start SOURCE RECORDS
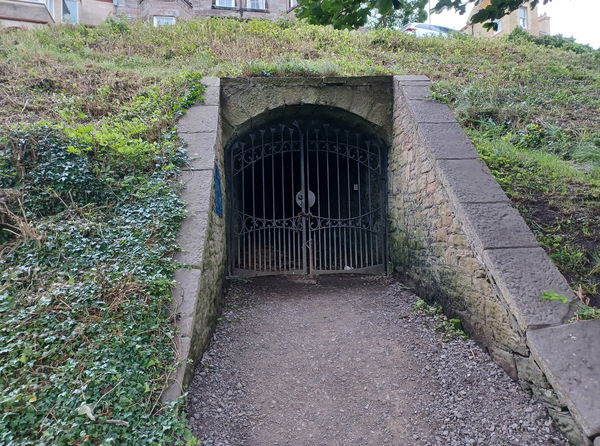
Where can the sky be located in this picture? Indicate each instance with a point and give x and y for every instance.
(571, 18)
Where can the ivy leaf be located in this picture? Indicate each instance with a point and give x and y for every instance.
(86, 410)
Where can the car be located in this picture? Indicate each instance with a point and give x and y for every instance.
(427, 30)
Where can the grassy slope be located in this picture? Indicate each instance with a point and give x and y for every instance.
(531, 111)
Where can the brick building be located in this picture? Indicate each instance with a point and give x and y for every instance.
(32, 13)
(524, 17)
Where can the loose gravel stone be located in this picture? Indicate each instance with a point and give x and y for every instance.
(347, 360)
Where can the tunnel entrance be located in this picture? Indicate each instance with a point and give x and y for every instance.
(307, 197)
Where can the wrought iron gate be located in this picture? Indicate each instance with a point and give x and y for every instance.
(307, 197)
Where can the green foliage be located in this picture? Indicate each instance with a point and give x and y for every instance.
(409, 11)
(85, 334)
(556, 41)
(450, 328)
(583, 312)
(87, 136)
(553, 296)
(352, 14)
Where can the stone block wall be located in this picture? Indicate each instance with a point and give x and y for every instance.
(456, 239)
(454, 236)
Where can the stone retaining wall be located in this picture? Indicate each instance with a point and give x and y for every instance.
(453, 233)
(456, 238)
(200, 280)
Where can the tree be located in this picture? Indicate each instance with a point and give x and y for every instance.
(352, 14)
(410, 11)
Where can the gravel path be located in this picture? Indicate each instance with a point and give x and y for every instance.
(346, 361)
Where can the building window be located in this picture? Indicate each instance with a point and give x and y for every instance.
(161, 20)
(70, 11)
(225, 3)
(256, 4)
(49, 5)
(498, 24)
(523, 17)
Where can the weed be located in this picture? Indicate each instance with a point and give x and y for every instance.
(450, 328)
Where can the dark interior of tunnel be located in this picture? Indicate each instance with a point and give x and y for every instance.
(341, 226)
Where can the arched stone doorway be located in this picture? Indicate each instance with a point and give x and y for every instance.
(307, 195)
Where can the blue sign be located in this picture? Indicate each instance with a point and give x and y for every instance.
(218, 193)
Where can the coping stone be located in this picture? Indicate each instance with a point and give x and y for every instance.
(497, 225)
(447, 141)
(410, 78)
(569, 355)
(470, 181)
(211, 81)
(200, 149)
(417, 92)
(430, 111)
(523, 275)
(199, 118)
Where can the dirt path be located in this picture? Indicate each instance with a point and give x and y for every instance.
(346, 361)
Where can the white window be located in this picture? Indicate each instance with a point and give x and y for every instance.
(70, 11)
(225, 3)
(498, 24)
(523, 17)
(161, 20)
(49, 5)
(256, 4)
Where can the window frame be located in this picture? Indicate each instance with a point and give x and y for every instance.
(499, 28)
(523, 17)
(216, 4)
(62, 12)
(155, 19)
(264, 5)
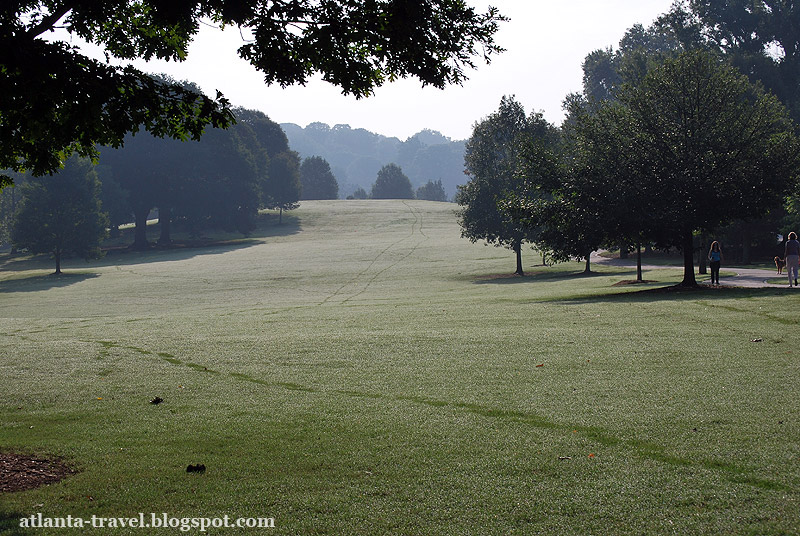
end SOURCE RECORDS
PROBLEM DESCRIPTION: Copy the items word for word, starting at the line that contains "Where can the gravel" and ending at the last of the items, both included. Leave the pictures out of your copy.

TASK RESULT:
Where can the gravel path be located in this picture? Indicate each instance with a point and give x and y for every instance.
(346, 361)
Where can the building window be located in this picture? Indicate each instance with a point and give x and y for every instance.
(161, 20)
(70, 11)
(225, 3)
(256, 4)
(49, 5)
(498, 24)
(523, 17)
Where can the weed be located in this picture? Indicate each instance with a point and give x and y for every instance.
(450, 328)
Where can the dark interior of tunnel be located in this picture? Indicate each instance with a point and give x and y for every instance.
(341, 226)
Where can the arched stone doorway be located in this picture? Indicate each instance with a point and give x and y for every instance.
(307, 195)
Where can the blue sign be located in this picture? Indicate each instance with a point and give x and y for every instance.
(218, 193)
Where can the coping stone be located in this picture? Indicate each instance with a point and give x and y for every instance.
(497, 225)
(447, 141)
(410, 78)
(569, 355)
(470, 181)
(211, 81)
(200, 149)
(417, 92)
(430, 111)
(523, 275)
(199, 118)
Where can the dirt path be located in this picture? Indicate each instance with a point and give x and y for every instance.
(346, 361)
Where can the white window be located in this picture? Indicate each instance with a point and give x and y for every instance.
(70, 11)
(225, 3)
(498, 24)
(523, 17)
(161, 20)
(49, 5)
(256, 4)
Where can the window frame be located in this picture? Indicate each instance with a point and give x and y for every instance.
(499, 28)
(523, 17)
(216, 4)
(62, 12)
(155, 19)
(264, 5)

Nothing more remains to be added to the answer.